> _Objective_
Arrange the records below, from the line with "For every instance of the blue ring" to the line with "x=111, y=79", both included, as a Markdown table with the columns Row and Line, giving each line its own row number. Omit blank lines and leave the pictures out of the table.

> _Records provided_

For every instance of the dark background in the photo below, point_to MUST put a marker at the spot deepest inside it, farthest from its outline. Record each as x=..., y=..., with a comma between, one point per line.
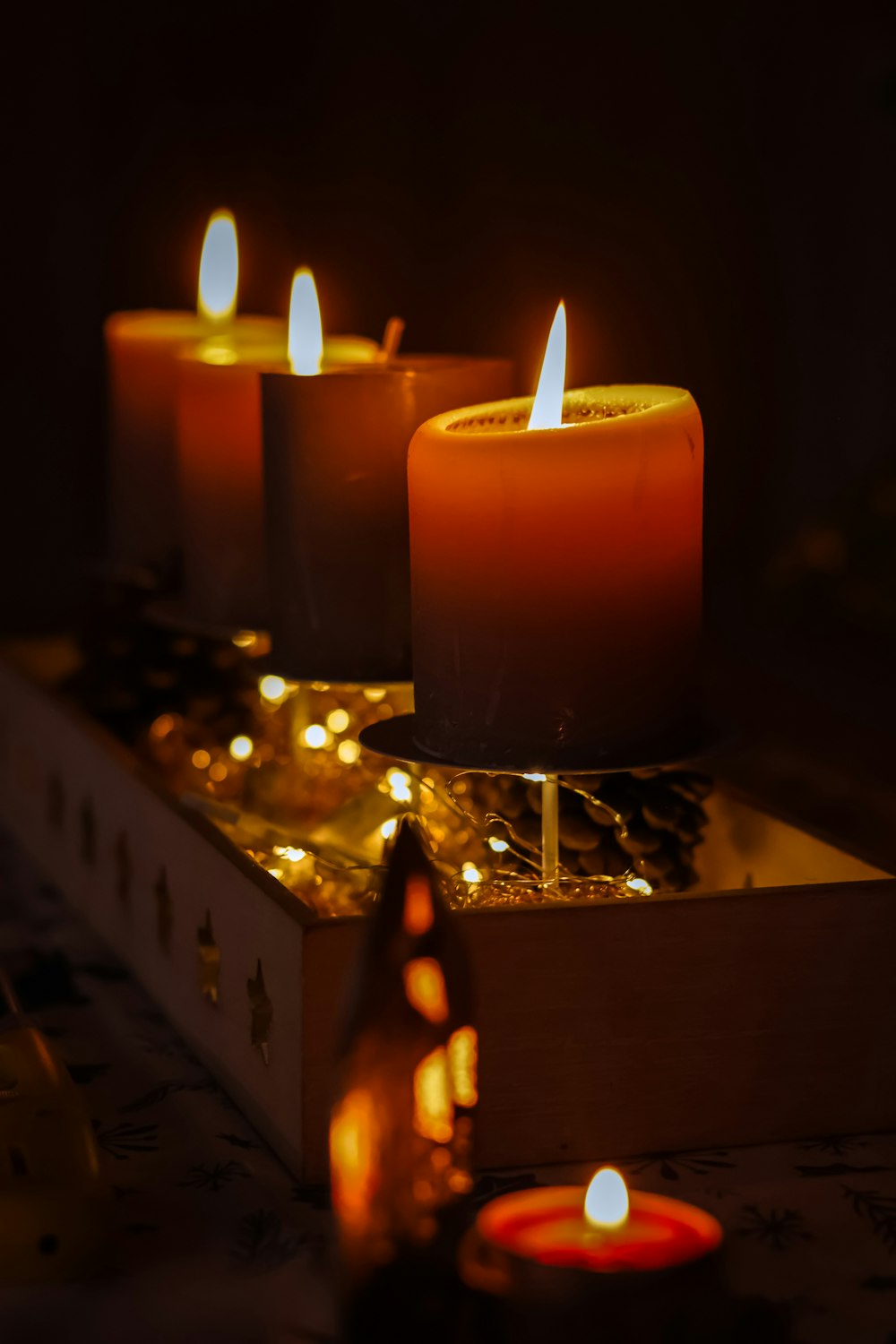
x=711, y=191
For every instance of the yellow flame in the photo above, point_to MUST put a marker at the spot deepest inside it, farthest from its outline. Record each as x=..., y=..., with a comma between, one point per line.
x=306, y=330
x=606, y=1201
x=418, y=906
x=463, y=1047
x=433, y=1107
x=352, y=1142
x=220, y=269
x=425, y=988
x=547, y=409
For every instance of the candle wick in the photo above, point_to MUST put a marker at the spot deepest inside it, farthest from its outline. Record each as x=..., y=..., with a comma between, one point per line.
x=392, y=339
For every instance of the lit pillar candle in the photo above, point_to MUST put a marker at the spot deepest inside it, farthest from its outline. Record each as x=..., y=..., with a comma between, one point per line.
x=599, y=1261
x=220, y=432
x=336, y=507
x=556, y=573
x=142, y=349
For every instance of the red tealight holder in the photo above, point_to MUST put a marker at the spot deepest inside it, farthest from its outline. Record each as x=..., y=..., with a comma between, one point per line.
x=642, y=1269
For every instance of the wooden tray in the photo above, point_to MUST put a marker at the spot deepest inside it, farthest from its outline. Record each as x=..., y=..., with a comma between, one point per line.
x=755, y=1008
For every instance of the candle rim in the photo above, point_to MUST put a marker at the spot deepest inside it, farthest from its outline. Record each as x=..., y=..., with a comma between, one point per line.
x=640, y=401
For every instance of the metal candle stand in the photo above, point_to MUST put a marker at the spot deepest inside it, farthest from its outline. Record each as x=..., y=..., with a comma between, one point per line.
x=684, y=742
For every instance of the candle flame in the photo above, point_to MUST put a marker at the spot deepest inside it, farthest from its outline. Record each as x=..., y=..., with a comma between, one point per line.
x=606, y=1201
x=306, y=330
x=547, y=409
x=220, y=269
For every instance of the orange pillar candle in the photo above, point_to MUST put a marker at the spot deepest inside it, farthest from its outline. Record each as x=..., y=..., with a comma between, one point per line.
x=556, y=574
x=142, y=360
x=220, y=433
x=336, y=508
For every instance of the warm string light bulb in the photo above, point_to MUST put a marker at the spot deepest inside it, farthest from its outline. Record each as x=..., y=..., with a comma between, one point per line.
x=220, y=269
x=547, y=408
x=306, y=327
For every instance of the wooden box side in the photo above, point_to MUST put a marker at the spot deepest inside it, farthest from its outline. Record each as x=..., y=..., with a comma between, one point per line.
x=171, y=895
x=677, y=1023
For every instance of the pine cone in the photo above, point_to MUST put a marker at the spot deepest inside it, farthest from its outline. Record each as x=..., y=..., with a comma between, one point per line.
x=659, y=822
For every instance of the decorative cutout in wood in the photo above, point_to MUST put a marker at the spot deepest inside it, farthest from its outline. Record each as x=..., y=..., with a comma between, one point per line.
x=56, y=803
x=164, y=911
x=209, y=960
x=27, y=771
x=123, y=867
x=88, y=832
x=263, y=1012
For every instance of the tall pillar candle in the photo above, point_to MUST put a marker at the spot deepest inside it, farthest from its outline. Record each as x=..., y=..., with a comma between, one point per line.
x=220, y=432
x=336, y=508
x=556, y=577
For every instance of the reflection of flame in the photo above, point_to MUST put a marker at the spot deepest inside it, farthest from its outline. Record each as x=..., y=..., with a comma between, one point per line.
x=306, y=330
x=462, y=1058
x=425, y=988
x=418, y=905
x=433, y=1107
x=606, y=1202
x=352, y=1142
x=220, y=269
x=547, y=409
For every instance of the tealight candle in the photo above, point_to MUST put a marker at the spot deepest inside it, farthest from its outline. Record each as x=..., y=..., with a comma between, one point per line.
x=602, y=1228
x=627, y=1265
x=142, y=349
x=220, y=440
x=556, y=573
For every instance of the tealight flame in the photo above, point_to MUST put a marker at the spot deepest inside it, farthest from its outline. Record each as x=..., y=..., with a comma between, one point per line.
x=606, y=1202
x=306, y=330
x=220, y=269
x=547, y=409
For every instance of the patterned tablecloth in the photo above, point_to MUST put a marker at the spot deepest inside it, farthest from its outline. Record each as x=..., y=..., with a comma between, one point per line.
x=220, y=1244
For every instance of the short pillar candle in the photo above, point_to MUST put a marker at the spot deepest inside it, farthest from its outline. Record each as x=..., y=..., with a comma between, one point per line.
x=220, y=433
x=142, y=365
x=336, y=508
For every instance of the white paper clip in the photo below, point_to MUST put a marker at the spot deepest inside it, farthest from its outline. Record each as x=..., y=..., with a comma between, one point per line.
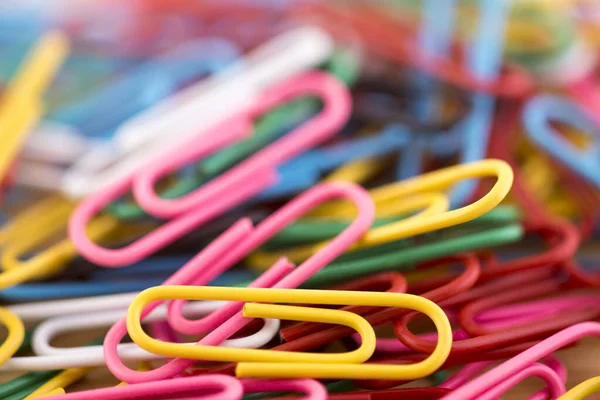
x=197, y=108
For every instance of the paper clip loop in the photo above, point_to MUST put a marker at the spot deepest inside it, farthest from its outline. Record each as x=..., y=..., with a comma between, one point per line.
x=543, y=109
x=335, y=112
x=221, y=258
x=177, y=118
x=21, y=105
x=277, y=364
x=232, y=188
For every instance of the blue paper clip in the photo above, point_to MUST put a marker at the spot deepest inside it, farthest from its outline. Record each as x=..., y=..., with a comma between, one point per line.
x=484, y=63
x=95, y=115
x=305, y=170
x=140, y=276
x=469, y=136
x=537, y=117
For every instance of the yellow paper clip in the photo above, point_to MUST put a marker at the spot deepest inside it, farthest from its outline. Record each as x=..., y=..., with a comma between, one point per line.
x=583, y=390
x=15, y=337
x=426, y=188
x=21, y=105
x=282, y=364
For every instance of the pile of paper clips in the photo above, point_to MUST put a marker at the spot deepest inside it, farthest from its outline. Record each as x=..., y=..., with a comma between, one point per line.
x=253, y=199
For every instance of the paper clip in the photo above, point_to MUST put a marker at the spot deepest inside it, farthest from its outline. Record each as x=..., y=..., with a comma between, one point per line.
x=582, y=390
x=21, y=104
x=226, y=387
x=304, y=171
x=16, y=334
x=221, y=257
x=235, y=389
x=88, y=356
x=488, y=380
x=197, y=108
x=543, y=109
x=433, y=219
x=259, y=170
x=49, y=218
x=143, y=85
x=267, y=129
x=74, y=128
x=302, y=365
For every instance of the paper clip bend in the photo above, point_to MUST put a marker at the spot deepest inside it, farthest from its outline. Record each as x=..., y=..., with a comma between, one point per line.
x=258, y=173
x=429, y=203
x=335, y=113
x=47, y=218
x=16, y=334
x=227, y=388
x=309, y=365
x=268, y=228
x=488, y=380
x=437, y=180
x=582, y=390
x=22, y=104
x=279, y=274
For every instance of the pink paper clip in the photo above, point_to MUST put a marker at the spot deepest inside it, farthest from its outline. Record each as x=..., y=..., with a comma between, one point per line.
x=225, y=192
x=313, y=389
x=202, y=387
x=469, y=371
x=482, y=385
x=333, y=116
x=229, y=249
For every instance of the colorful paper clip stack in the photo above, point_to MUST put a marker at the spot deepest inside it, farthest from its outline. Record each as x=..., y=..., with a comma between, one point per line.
x=263, y=199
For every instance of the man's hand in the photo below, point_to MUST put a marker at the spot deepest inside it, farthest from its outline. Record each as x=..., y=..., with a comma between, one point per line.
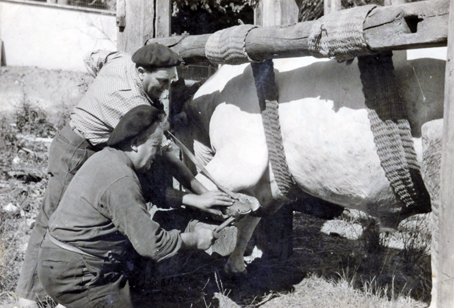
x=201, y=238
x=208, y=201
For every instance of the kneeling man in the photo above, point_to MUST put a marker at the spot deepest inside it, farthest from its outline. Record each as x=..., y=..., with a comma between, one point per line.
x=102, y=219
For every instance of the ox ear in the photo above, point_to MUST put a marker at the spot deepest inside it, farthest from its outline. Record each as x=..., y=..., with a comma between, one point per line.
x=134, y=144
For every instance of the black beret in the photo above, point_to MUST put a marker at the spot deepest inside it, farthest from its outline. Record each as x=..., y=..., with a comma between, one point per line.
x=133, y=123
x=156, y=55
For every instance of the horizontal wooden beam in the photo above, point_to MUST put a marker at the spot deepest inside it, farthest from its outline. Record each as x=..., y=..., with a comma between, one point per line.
x=406, y=26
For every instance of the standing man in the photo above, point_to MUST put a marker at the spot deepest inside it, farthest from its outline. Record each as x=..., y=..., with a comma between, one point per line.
x=122, y=83
x=102, y=220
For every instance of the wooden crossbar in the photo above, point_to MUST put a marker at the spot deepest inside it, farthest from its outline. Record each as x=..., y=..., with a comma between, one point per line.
x=406, y=26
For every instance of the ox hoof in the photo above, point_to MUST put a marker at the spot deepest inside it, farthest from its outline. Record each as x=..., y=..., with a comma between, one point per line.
x=234, y=269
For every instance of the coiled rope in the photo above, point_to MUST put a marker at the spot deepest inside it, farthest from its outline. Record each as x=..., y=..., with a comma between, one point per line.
x=391, y=130
x=268, y=99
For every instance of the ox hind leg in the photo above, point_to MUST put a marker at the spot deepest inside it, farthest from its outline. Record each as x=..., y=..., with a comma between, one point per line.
x=246, y=227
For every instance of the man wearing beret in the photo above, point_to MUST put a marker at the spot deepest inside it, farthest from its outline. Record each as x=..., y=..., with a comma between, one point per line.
x=102, y=219
x=122, y=83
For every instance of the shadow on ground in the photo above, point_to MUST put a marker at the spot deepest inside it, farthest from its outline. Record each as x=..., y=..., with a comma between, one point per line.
x=191, y=279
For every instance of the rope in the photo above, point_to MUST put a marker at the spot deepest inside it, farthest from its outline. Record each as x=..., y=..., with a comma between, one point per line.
x=267, y=94
x=391, y=130
x=228, y=46
x=340, y=35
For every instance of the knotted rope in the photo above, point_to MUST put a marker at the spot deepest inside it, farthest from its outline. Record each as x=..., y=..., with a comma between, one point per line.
x=340, y=35
x=267, y=94
x=391, y=130
x=228, y=46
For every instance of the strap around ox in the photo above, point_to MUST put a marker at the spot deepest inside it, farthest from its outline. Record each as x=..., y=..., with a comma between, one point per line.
x=340, y=35
x=228, y=46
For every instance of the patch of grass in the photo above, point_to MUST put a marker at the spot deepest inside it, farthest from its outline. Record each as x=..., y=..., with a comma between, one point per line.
x=22, y=185
x=318, y=292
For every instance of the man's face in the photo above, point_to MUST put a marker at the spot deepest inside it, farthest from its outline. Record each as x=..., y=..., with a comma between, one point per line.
x=156, y=82
x=148, y=151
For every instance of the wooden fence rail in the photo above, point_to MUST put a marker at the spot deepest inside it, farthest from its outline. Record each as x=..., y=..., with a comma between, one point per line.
x=406, y=26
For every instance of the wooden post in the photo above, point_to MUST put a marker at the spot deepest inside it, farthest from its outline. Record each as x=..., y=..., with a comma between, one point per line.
x=331, y=6
x=139, y=25
x=444, y=274
x=163, y=18
x=276, y=12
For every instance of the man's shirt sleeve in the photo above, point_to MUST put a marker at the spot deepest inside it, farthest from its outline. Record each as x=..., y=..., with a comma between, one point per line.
x=96, y=59
x=124, y=203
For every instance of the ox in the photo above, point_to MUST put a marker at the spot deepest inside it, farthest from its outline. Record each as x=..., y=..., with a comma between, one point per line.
x=325, y=128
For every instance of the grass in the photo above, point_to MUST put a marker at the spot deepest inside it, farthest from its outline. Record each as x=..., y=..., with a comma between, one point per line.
x=22, y=185
x=374, y=270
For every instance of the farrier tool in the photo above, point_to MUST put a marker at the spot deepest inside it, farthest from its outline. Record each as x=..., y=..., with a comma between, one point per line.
x=243, y=204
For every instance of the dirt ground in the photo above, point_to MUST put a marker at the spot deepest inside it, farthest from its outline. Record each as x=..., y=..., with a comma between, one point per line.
x=344, y=256
x=51, y=90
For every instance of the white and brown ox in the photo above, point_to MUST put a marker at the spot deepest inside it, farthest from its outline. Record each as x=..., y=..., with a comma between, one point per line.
x=325, y=128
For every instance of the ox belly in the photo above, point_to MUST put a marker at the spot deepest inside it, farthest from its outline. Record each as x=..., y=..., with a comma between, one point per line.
x=327, y=138
x=325, y=128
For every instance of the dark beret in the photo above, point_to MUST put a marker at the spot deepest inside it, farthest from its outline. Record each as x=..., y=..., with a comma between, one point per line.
x=156, y=55
x=133, y=123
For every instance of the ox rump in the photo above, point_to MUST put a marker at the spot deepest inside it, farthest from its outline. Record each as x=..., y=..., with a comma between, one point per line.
x=326, y=133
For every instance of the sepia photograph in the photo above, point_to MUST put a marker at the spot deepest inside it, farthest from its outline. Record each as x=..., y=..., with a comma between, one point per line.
x=226, y=153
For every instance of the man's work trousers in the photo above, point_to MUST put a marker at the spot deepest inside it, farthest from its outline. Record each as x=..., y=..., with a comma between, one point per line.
x=78, y=281
x=67, y=153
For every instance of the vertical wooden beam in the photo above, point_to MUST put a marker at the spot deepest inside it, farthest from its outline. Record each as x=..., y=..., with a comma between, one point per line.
x=444, y=282
x=163, y=18
x=331, y=6
x=276, y=12
x=140, y=16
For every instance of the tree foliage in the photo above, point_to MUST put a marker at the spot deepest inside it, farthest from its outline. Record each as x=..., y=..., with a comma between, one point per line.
x=208, y=16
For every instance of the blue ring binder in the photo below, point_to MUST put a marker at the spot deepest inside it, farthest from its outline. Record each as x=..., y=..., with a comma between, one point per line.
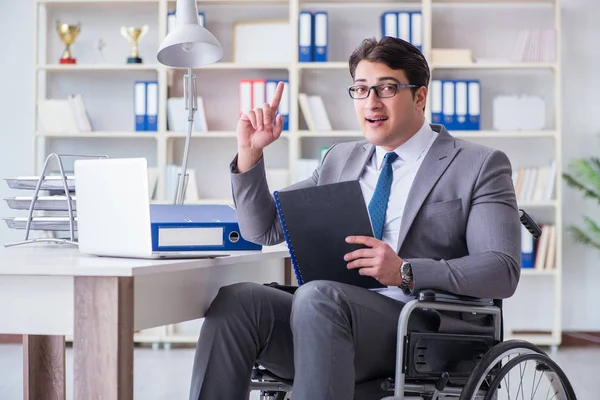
x=287, y=238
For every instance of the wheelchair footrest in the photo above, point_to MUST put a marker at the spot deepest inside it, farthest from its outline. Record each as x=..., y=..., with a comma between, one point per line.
x=429, y=355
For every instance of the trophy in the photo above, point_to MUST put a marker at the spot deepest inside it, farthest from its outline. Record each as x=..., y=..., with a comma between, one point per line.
x=134, y=35
x=68, y=34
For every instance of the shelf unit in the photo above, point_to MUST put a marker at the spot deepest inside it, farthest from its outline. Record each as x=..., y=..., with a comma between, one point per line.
x=111, y=79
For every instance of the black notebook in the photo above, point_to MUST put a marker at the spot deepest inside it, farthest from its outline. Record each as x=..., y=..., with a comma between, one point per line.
x=316, y=222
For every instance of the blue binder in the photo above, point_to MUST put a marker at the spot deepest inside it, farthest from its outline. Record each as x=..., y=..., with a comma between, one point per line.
x=527, y=249
x=474, y=105
x=196, y=227
x=305, y=36
x=460, y=105
x=152, y=106
x=139, y=106
x=448, y=104
x=321, y=36
x=389, y=24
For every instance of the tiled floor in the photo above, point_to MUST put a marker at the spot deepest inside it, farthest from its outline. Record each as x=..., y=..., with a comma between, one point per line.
x=164, y=374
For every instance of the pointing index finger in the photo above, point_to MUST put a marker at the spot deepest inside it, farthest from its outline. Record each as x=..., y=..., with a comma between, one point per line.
x=277, y=96
x=366, y=240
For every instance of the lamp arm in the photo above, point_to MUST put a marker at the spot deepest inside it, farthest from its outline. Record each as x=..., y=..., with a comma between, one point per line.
x=190, y=99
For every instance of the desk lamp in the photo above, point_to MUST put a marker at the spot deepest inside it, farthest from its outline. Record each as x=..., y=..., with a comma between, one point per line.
x=189, y=45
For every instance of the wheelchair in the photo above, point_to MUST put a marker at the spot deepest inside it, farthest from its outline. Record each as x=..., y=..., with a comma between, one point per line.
x=436, y=366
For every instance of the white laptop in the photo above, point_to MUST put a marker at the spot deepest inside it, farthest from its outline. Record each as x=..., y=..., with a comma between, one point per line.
x=113, y=211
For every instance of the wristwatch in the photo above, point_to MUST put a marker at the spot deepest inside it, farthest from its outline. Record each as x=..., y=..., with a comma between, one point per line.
x=407, y=276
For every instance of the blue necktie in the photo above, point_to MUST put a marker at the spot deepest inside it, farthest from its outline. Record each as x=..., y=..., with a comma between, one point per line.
x=378, y=204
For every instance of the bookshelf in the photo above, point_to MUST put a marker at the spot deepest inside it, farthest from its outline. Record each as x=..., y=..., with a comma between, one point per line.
x=488, y=27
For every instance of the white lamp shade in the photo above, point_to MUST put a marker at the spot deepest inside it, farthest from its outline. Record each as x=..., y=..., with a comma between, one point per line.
x=189, y=44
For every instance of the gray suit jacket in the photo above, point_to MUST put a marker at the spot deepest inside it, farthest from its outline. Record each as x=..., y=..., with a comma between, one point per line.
x=460, y=229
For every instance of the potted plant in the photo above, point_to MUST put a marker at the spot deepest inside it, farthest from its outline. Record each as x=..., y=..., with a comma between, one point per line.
x=584, y=176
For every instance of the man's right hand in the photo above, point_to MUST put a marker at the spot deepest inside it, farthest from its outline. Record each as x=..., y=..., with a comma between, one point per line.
x=257, y=129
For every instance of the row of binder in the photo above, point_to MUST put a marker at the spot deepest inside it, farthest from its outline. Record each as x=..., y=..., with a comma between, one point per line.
x=406, y=25
x=145, y=104
x=253, y=93
x=456, y=104
x=312, y=36
x=172, y=20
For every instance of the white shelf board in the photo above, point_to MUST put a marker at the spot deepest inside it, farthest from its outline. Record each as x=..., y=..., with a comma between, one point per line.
x=209, y=134
x=238, y=2
x=495, y=65
x=502, y=134
x=96, y=2
x=242, y=66
x=545, y=203
x=457, y=134
x=494, y=2
x=326, y=134
x=535, y=272
x=359, y=3
x=100, y=134
x=98, y=67
x=539, y=339
x=324, y=65
x=198, y=201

> _Finished answer_
| Row | Line |
|---|---|
| 1 | For every instance of the blue ring binder in the photo below, point_to MUST put a marker at the spot deepest inside it, farthest from its outline. Record each as x=..., y=..., with a comma between, one point per line. |
| 2 | x=287, y=238 |
| 3 | For every instance of the wheelchair footrest in the photo above, point_to MUST put a marker at the spot deepest inside it, farthest from its outline. Record each as x=..., y=..., with a comma between, one point per line. |
| 4 | x=429, y=355 |
| 5 | For every instance of the trophy in the photo above, point_to MUST put a marker at the spot deepest inside it, farthest from its outline. Record each as x=..., y=..., with a comma between, one point per line. |
| 6 | x=134, y=35 |
| 7 | x=68, y=34 |
| 8 | For every instance of the shelf unit in the photo above, point_to MUST put a marker at the spot deepest inside it, farthest from its outline. Record each as x=..., y=..., with a comma between, one point per line. |
| 9 | x=111, y=79 |